Nel menù spiccano le erbe spontanee, raccolte con cura da Paola e Matteo. Da qui il nome Carotaselvatica, una pianta infestante dalle proprietà benefiche che cresce lungo i bordi delle strade e nei campi. Il suo fiore purpureo è ciò che la distingue dalla pericolosa cicuta, un dettaglio che sottolinea l’importanza dell’esperienza botanica.

La scelta del nome diventa così una dichiarazione di intenti, simbolo del legame profondo tra la cucina innovativa e le radici storiche e naturali della Puglia.

 

LA NATURA NEL PIATTO: IL FASCINO E L’ESPERIENZA DEL FORAGING

«Bisogna essere consapevoli del fatto che più dell’80% delle piante disponibili in natura sono commestibili, ma c’è quel 20% che può essere dannoso» afferma Paola, che, con la sua passione per il foraging e dopo anni di formazione in botanica, esplora il territorio tarantino alla ricerca di ingredienti unici per i piatti del menù.

Il bosco offre infinite possibilità: dalla rosa canina per infusi e condimenti alle pigne del pino marittimo, ideali per uno sciroppo; fino alle foglie del fico, che hanno un gusto particolare, più del frutto, da cui si possono ottenere oli aromatici dal colore verde brillante. «Sulle nostre coste – continua Paola – abbiamo chilometri di cespugli di ginepro rosso, una pianta alpina che quando cresce in territori marini, grazie all’influenza della salsedine, assume delle aromaticità e un profumo superlativo».
——
■ **Istruzioni**:
Rispondi brevemente alle domande sul brano sul foraging.
1. Quale caratteristica distingue la carota selvatica dalla cicuta?
2. Secondo Paola, quale percentuale delle piante disponibili in natura è commestibile?
3. Che cosa si può preparare con le pigne del pino marittimo?
Le righe che seguono non hanno alcun legame con il brano.

■ **Contenuto dei dati**:
——
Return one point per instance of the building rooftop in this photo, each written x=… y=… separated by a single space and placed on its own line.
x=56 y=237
——
■ **Soluzione**:
1. Il suo fiore purpureo.
2. Più dell'80%.
3. Uno sciroppo.